Listed entries
━━━━━━━━━━━━━━━━━━━━

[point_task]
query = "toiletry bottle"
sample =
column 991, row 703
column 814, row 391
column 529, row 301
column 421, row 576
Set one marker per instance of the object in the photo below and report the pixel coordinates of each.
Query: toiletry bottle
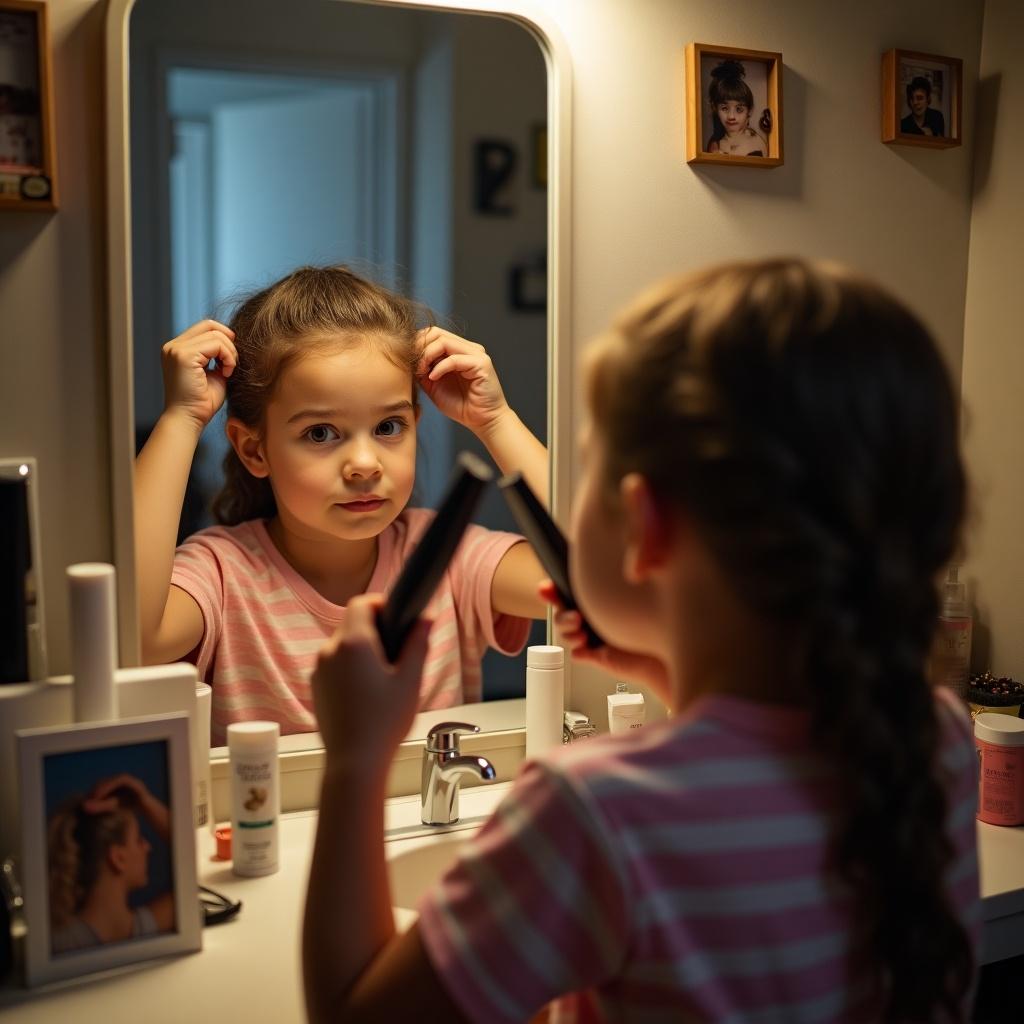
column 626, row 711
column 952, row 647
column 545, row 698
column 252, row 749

━━━━━━━━━━━━━━━━━━━━

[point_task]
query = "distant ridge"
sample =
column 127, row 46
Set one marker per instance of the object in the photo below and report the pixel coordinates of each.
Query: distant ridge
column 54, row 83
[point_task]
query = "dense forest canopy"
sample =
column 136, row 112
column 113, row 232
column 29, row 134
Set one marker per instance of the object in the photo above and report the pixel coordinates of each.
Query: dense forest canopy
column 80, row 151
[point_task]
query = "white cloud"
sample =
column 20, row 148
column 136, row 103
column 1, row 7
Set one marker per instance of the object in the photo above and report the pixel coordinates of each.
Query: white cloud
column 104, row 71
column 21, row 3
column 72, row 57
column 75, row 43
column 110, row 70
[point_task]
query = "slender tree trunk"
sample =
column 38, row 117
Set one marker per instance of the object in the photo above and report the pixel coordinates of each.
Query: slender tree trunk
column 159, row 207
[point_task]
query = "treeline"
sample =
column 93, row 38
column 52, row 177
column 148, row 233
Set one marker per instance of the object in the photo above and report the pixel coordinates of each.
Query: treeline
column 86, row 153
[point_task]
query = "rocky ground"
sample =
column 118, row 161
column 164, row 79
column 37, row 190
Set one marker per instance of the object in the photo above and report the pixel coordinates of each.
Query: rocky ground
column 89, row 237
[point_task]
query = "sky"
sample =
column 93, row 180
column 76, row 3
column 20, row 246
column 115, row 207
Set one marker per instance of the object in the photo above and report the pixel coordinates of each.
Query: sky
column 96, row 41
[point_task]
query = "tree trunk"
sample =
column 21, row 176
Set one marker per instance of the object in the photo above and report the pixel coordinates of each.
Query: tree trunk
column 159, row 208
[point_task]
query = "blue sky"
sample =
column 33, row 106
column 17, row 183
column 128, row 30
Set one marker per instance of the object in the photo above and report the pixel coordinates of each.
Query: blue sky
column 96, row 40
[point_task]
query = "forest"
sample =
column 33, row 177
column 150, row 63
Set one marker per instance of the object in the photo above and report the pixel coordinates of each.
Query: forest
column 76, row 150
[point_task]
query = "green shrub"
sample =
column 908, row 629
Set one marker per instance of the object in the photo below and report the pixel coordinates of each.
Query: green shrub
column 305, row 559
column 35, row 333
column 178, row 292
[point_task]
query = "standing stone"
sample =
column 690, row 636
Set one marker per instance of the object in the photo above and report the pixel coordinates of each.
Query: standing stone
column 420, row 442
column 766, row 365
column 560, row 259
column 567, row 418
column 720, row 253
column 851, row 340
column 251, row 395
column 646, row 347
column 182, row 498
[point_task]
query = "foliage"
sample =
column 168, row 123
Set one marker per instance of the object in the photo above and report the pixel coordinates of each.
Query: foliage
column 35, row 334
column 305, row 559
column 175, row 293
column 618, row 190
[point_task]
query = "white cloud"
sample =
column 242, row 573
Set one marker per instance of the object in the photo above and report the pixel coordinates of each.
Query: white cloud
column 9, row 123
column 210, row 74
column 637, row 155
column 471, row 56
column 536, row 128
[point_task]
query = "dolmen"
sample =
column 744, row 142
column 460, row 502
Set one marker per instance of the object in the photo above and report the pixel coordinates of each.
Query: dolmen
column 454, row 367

━━━━━━━━━━━━━━━━━━━━

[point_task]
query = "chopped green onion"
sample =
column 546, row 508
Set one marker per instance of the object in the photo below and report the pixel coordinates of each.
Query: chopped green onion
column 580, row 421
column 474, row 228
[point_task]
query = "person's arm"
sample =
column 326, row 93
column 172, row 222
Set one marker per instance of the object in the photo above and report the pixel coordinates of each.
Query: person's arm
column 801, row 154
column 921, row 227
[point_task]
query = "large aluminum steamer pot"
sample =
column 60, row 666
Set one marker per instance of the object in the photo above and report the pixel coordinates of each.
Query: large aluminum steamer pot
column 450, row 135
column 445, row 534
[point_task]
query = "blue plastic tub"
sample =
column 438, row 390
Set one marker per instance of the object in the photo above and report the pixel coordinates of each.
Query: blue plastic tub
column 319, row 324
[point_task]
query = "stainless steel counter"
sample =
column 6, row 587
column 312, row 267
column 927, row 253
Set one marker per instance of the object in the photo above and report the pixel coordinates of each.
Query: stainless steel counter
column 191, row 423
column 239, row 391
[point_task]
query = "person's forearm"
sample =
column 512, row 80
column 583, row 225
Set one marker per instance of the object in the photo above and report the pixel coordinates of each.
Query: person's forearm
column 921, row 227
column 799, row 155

━━━━━━━━━━━━━━━━━━━━

Task to complete
Keep both end lines and retype everything in the records above from the line containing "column 93, row 180" through the line containing "column 33, row 177", exactly, with nothing else.

Task output
column 93, row 180
column 76, row 3
column 20, row 246
column 115, row 207
Set one marker per instance of the object in the photo above and report the pixel coordinates of each.
Query: sky
column 96, row 41
[point_task]
query = "tree trunk"
sample =
column 21, row 176
Set one marker per instance of the object in the photo above and report the pixel coordinates of each.
Query: tree trunk
column 159, row 208
[point_task]
query = "blue sky"
sample =
column 33, row 106
column 17, row 183
column 128, row 30
Set one marker per instance of the object in the photo above and report the pixel coordinates of each.
Query: blue sky
column 96, row 40
[point_task]
query = "forest"
sample =
column 33, row 177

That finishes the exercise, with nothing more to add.